> _Records for the task_
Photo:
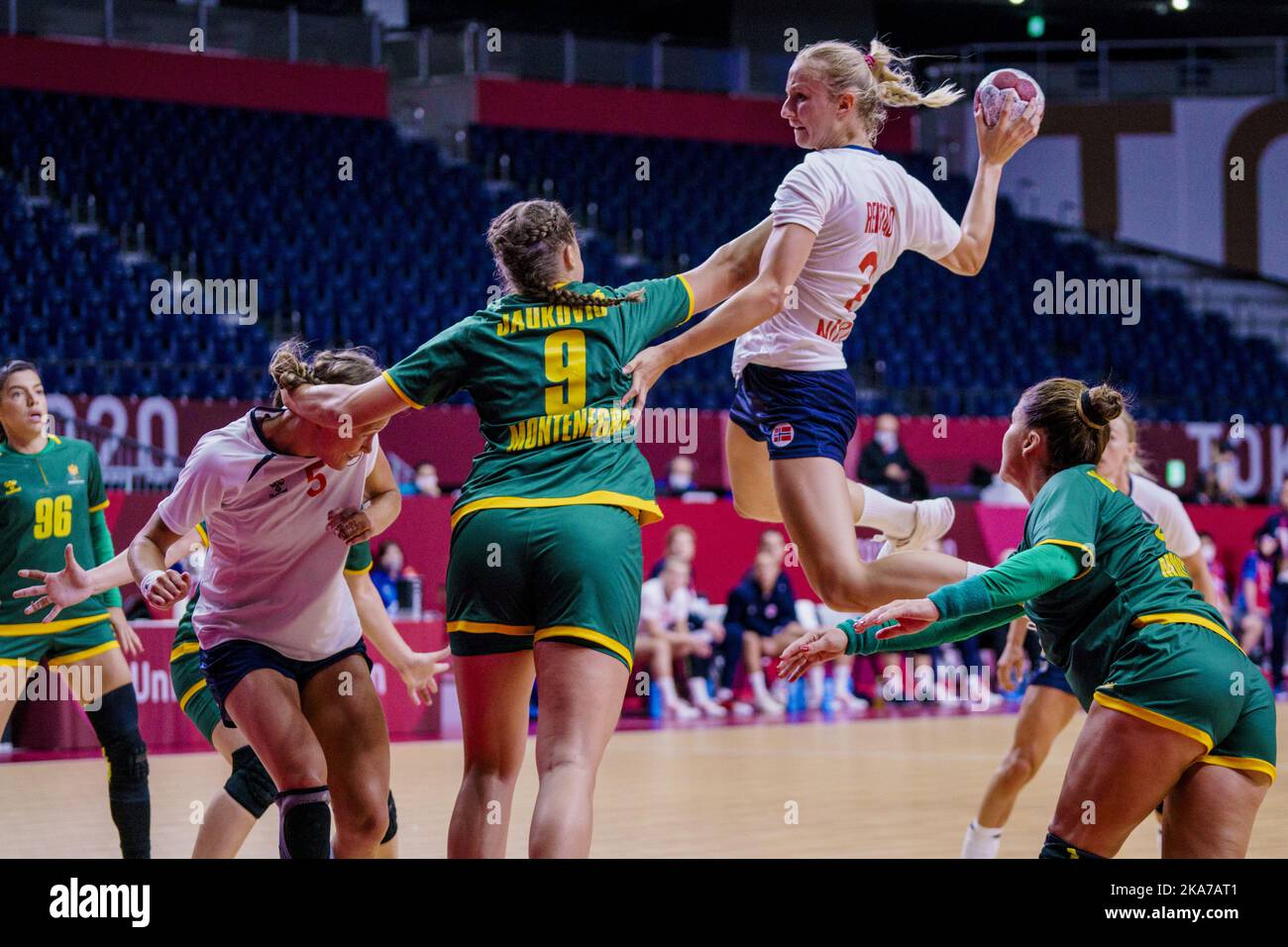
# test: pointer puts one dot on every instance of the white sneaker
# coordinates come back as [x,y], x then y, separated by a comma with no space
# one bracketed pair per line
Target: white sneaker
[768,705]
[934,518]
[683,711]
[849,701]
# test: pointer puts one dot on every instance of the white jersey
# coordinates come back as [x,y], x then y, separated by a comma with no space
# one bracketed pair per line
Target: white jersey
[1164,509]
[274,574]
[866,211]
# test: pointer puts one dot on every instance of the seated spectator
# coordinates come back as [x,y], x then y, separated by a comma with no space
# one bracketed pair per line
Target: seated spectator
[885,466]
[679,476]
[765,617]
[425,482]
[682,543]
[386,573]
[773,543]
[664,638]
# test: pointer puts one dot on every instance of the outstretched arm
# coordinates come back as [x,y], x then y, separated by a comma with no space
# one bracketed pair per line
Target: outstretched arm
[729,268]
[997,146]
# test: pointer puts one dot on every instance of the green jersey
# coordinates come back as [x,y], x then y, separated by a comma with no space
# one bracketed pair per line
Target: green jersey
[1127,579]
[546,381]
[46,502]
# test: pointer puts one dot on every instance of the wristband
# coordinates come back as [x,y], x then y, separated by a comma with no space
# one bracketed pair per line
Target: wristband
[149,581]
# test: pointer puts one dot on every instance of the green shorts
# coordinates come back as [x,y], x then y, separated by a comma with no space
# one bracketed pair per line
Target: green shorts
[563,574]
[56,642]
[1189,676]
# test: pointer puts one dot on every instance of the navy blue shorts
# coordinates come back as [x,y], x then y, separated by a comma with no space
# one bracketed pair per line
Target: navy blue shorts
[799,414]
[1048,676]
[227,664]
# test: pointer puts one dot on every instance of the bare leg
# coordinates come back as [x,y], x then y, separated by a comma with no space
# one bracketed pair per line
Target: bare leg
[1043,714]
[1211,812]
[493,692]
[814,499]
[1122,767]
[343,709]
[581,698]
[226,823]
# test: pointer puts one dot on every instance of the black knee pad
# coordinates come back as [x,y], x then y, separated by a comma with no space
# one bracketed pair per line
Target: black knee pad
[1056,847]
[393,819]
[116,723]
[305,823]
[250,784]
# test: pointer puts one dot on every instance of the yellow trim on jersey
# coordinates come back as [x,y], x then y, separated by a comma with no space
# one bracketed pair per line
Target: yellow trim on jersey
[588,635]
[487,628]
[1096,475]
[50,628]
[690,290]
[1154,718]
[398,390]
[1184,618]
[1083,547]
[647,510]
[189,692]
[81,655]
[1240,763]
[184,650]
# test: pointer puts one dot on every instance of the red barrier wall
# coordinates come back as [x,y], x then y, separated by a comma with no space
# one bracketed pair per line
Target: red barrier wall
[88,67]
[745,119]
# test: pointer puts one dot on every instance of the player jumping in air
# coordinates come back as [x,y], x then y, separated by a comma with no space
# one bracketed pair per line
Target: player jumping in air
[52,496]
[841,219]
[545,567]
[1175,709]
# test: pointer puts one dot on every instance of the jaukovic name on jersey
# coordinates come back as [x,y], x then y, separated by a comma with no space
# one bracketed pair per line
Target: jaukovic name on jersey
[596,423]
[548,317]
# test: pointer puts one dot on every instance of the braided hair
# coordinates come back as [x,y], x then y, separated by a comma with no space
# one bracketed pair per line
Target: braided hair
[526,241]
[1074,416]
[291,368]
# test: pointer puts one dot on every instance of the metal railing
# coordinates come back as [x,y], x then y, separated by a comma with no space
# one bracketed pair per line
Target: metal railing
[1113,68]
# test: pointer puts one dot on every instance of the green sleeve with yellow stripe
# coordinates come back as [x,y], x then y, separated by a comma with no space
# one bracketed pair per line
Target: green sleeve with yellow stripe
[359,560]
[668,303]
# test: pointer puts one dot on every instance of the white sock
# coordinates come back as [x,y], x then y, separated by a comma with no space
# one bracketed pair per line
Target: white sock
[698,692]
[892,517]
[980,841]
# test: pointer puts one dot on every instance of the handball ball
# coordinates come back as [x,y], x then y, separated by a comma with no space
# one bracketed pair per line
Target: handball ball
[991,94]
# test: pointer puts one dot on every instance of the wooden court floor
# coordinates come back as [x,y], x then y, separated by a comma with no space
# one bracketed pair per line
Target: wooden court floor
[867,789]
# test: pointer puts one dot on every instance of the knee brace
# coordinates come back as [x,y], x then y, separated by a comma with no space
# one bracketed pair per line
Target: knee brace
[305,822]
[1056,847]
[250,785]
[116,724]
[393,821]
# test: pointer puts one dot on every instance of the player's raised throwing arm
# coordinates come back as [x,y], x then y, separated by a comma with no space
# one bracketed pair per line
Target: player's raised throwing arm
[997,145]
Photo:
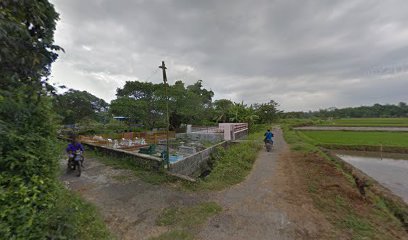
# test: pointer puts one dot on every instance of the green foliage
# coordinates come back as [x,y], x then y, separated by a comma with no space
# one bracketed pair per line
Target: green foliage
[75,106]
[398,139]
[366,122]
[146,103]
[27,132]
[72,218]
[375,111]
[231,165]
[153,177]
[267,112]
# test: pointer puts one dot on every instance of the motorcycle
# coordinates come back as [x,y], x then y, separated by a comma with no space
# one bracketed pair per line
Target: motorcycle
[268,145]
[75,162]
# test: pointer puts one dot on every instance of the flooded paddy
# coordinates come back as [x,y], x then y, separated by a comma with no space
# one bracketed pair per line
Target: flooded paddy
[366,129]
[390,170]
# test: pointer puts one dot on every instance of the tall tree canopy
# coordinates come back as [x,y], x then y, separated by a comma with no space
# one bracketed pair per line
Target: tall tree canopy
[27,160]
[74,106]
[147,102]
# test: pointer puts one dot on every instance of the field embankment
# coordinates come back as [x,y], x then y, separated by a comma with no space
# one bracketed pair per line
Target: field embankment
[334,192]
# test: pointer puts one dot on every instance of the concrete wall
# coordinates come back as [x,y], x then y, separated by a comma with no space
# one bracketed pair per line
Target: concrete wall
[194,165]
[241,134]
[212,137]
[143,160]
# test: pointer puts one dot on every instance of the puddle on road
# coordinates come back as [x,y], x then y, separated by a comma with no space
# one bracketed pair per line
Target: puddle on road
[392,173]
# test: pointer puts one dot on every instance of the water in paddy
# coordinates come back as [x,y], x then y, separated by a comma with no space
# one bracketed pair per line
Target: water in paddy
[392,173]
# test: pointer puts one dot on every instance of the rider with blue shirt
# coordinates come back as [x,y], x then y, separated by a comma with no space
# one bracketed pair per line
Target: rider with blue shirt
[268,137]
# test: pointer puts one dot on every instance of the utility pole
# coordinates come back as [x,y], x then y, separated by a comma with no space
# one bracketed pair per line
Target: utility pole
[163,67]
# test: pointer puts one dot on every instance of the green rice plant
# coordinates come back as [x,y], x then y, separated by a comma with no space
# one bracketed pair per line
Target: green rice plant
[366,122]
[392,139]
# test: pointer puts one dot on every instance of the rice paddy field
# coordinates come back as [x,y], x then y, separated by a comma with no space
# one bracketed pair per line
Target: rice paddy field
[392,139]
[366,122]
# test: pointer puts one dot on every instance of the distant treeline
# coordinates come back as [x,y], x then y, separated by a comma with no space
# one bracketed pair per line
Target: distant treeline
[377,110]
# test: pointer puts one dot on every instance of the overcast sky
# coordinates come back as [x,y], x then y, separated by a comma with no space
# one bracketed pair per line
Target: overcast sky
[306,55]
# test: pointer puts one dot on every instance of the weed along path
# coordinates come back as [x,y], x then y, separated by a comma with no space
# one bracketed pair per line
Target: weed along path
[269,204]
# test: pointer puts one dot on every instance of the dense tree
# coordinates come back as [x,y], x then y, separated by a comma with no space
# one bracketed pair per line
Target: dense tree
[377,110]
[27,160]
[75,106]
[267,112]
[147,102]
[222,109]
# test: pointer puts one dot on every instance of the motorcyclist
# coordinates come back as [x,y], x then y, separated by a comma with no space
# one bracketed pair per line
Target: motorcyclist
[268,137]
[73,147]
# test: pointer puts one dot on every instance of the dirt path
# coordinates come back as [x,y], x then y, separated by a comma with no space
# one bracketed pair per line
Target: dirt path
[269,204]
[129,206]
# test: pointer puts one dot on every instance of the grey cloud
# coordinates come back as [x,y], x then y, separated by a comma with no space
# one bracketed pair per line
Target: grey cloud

> _Exercise details_
Copy out every line from the one containing "of the motorcyclist" to the end of the material, both ends included.

> _Written solution_
# test: pointer puts one dot on every instance of the motorcyclist
# coordinates come back as [x,y], x then y, separated by a comma with no space
# one bracketed pair per line
Target: motorcyclist
[268,137]
[73,147]
# test: pointer puts one dot on every instance of the dirt path
# coordinates come back as [x,y], x then y, separated by a comma with no space
# one bracketed pair per line
Target: dirt path
[269,204]
[129,206]
# test: pointer puts one dot on every instance of the grey cloud
# coordinates come back as [x,y], x then y, separated by a comma with no space
# one bracketed pair per line
Target: grey cloud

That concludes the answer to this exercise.